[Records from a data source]
========================
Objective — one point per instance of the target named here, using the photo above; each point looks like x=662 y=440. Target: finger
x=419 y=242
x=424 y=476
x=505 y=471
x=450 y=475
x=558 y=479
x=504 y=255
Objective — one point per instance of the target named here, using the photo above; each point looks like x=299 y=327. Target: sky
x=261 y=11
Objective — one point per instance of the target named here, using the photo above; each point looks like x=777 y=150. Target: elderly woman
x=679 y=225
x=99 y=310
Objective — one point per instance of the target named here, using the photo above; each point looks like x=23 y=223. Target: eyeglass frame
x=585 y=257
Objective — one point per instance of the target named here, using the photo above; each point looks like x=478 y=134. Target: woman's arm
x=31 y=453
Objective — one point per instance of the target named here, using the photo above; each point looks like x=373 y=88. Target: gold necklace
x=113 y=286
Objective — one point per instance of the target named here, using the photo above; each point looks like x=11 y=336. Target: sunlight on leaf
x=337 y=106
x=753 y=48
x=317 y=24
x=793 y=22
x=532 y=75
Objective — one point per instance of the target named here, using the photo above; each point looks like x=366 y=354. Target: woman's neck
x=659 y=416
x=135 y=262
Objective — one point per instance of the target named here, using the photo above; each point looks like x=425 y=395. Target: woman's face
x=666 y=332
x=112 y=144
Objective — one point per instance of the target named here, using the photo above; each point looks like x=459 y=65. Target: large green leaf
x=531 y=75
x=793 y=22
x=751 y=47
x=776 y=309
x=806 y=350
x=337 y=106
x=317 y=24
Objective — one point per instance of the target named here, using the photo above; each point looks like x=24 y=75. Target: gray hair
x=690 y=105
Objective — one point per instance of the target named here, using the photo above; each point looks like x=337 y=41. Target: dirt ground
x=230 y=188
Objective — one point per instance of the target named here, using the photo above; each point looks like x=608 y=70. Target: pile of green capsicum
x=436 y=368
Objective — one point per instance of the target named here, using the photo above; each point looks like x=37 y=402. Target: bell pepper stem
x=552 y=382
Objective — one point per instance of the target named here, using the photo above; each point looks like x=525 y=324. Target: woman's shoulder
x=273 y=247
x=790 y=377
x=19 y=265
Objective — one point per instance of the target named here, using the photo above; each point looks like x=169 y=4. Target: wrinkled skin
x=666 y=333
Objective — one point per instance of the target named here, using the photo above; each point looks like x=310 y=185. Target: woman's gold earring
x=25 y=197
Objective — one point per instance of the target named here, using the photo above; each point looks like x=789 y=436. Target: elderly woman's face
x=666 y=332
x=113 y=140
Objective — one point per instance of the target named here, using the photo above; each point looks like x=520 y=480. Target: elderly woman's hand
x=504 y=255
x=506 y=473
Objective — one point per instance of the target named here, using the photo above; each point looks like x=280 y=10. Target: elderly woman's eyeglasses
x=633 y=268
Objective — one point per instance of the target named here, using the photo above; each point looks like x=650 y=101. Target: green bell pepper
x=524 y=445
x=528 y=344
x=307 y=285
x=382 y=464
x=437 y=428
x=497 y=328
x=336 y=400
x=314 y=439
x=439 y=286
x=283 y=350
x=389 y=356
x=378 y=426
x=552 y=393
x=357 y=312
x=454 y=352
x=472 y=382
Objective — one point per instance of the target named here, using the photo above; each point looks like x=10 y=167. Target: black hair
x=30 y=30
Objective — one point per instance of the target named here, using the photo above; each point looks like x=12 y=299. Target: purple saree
========================
• [PROBLEM DESCRIPTION]:
Print each entry exactly as it appears above.

• [SOLVED PROBLEM]:
Objective — one point per instance of the target named here, using the photo above; each point looks like x=662 y=440. Target: finger
x=419 y=242
x=424 y=476
x=505 y=471
x=450 y=475
x=558 y=479
x=504 y=255
Objective — one point per instance of the target named here, using the photo above; each point looks like x=299 y=327. Target: sky
x=261 y=11
Objective — one point per instance of the target named here, using the photo above; each point looks like x=777 y=150. Target: elderly woman
x=679 y=225
x=99 y=310
Objective — one point per instance of the target named here, using the photo above; each point looks like x=23 y=223. Target: eyeglass frame
x=585 y=257
Objective — one point per instance of the target named here, using the photo above; each point looks like x=478 y=134. Target: woman's arm
x=31 y=453
Objective — one point per instance of the target named here, using the photo above; each point looks like x=373 y=88. Target: gold necklace
x=113 y=286
Objective — one point per instance of the target named here, using the photo above; each point looks like x=11 y=336. Target: sunlight on leaf
x=337 y=106
x=753 y=48
x=317 y=24
x=793 y=22
x=532 y=75
Objective — one point per instance of the target named here, using the photo above; each point looks like x=366 y=354. Target: woman's neck
x=659 y=416
x=135 y=262
Objective — one point per instance of the target named here, using the photo above; each point looks like x=425 y=395. Target: woman's face
x=666 y=332
x=112 y=144
Objective — one point per instance of the target named here, using the photo above; each point looks like x=459 y=65. Target: large green leaf
x=531 y=75
x=793 y=22
x=751 y=47
x=776 y=309
x=806 y=350
x=337 y=106
x=317 y=24
Objective — one point per instance of the target named here, using the photo above; each point looks like x=24 y=75. Target: gray hair
x=690 y=105
Objective — one point per instance of the target named here, using the photo above; each point looks like x=337 y=41. Target: dirt ground
x=230 y=188
Objective — one point per instance of the target named here, using the photo above; each point looks like x=608 y=70. Target: pile of green capsicum
x=436 y=368
Objective — one point per instance of the target named here, using the photo above; each point looks like x=37 y=402. Target: bell pepper stem
x=552 y=382
Objective — one point per instance of the target named here, using the photo above; each point looks like x=525 y=324. Target: woman's shoulder
x=273 y=247
x=790 y=377
x=19 y=265
Objective — one point per instance of the target named here, using the photo above; each point looks like x=169 y=4. Target: wrinkled skin
x=666 y=333
Objective — one point per instance of the target named here, using the photo above; each point looks like x=310 y=185. Target: woman's gold earring
x=25 y=197
Objective — one point per instance of the target named here, using the photo above; each point looks like x=789 y=436. Target: elderly woman's face
x=666 y=332
x=113 y=140
Objective — one point per instance of the target named here, using the photo above; each point looks like x=520 y=480. Target: elderly woman's hand
x=504 y=255
x=506 y=473
Objective — one point per instance of the target named here, using the photo above; each point looks like x=280 y=10. Target: elderly woman's eyeglasses
x=633 y=268
Objective — one point per instance of the target named here, using the photo above; each point looks like x=650 y=101. Target: green bell pepper
x=524 y=445
x=528 y=344
x=307 y=285
x=382 y=464
x=437 y=428
x=497 y=328
x=336 y=400
x=314 y=439
x=439 y=286
x=283 y=350
x=389 y=356
x=378 y=426
x=552 y=393
x=357 y=312
x=454 y=352
x=472 y=382
Objective — one point per instance of the target named here, using the photo above; each point looks like x=10 y=167. Target: black hair
x=30 y=30
Objective — one point per instance of the target named here, using the photo above; each point looks like x=12 y=299. Target: purple saree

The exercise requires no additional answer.